_Provided data_:
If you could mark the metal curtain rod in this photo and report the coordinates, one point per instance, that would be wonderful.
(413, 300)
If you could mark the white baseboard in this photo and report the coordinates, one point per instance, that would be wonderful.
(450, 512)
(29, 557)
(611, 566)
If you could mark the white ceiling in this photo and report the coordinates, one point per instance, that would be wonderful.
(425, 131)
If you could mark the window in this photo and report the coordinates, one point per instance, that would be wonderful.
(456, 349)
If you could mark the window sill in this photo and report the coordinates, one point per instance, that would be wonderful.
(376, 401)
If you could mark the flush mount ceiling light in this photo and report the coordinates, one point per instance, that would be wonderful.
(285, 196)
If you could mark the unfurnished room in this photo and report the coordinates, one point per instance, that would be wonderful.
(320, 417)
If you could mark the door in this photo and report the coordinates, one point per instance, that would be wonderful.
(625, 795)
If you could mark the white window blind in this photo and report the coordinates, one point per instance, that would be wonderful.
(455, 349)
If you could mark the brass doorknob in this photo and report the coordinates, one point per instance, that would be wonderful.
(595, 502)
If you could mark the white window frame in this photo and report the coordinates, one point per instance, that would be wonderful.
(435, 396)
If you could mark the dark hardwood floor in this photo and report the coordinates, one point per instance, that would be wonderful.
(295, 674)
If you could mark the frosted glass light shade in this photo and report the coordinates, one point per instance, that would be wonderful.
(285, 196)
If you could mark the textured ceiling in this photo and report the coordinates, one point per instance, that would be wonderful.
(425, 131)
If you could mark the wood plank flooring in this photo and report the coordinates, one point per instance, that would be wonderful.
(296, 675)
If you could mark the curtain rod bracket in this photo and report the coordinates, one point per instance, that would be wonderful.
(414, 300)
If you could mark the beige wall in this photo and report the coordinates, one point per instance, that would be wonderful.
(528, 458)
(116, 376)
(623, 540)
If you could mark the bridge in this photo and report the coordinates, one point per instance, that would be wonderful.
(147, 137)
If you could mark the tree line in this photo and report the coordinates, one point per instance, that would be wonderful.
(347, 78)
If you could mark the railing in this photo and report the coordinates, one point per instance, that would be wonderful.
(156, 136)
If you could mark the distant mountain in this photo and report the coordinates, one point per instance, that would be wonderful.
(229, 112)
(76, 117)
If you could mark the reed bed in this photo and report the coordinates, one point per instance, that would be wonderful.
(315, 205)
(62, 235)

_What is required_: Transcribe the records above in full, exactly as they stand.

_Result below_:
If you could mark the metal curtain rod in this photo and report the coordinates, one point per instance, that would be wonderful.
(413, 300)
If you could mark the white baseboard in this photo and report the coordinates, one point per instance, that would be wonderful.
(450, 512)
(29, 557)
(611, 566)
If you could mark the white ceiling in this photo and report the coordinates, one point per instance, that would be wonderful.
(425, 131)
If you could mark the window in this photo and report the coordinates, one point per instance, that would be wonderful.
(456, 349)
If you could mark the window sill in this photo and report the coordinates, one point per instance, that would be wonderful.
(376, 401)
If you could mark the flush mount ceiling light in this photo and report the coordinates, one point per instance, that would be wonderful.
(285, 196)
If you could mark the unfurnished room in this photo and report the coordinates, one point per instance, that would be wonderful.
(320, 417)
If you could mark the door in this photo and report the coordinates, one point per instance, that would be wonderful.
(625, 795)
If you could mark the white window blind in this photo and report the coordinates, one point per instance, that would be wonderful.
(455, 349)
If you could mark the brass doorknob in this photo and report the coordinates, one point per instance, that would be wonderful.
(595, 502)
If you could mark the white window frame in this photo and report the coordinates, one point per instance, that would be wonderful.
(435, 396)
If you could mark the dark hardwood floor in this photo and report the coordinates, one point per instance, that would be wonderful.
(295, 674)
If you could mark the frosted glass light shade in this photo and report the coordinates, one point per instance, that would be wonderful.
(285, 196)
If you could mark the textured ceiling in this photo and report the coordinates, one point per instance, that would be wonderful.
(425, 131)
If you could mark the wood plank flooring in this photo and report the coordinates, one point per instance, that would be wonderful.
(296, 675)
If you could mark the curtain rod bracket in this photo and report the coordinates, one point per instance, that would be wonderful.
(414, 300)
If you could mark the beige wall in this photo and report the coordinates, one point per instance, that would be wonderful.
(528, 458)
(116, 376)
(623, 540)
If you could mark the bridge in this photo and report the coordinates, one point per instance, that would be wonderful.
(147, 137)
If you could mark the tree line in this photo and report the coordinates, one point per instance, that would be wonderful.
(347, 78)
If you could mark the railing in this photo and report the coordinates, one point per instance, that would be wonderful.
(156, 136)
If you could mark the distant mountain in this photo and report the coordinates, one point per instance, that would be wonderful.
(229, 112)
(76, 117)
If you could mark the reed bed in this photo and report the coordinates, one point per instance, that would be wonderful.
(315, 205)
(62, 235)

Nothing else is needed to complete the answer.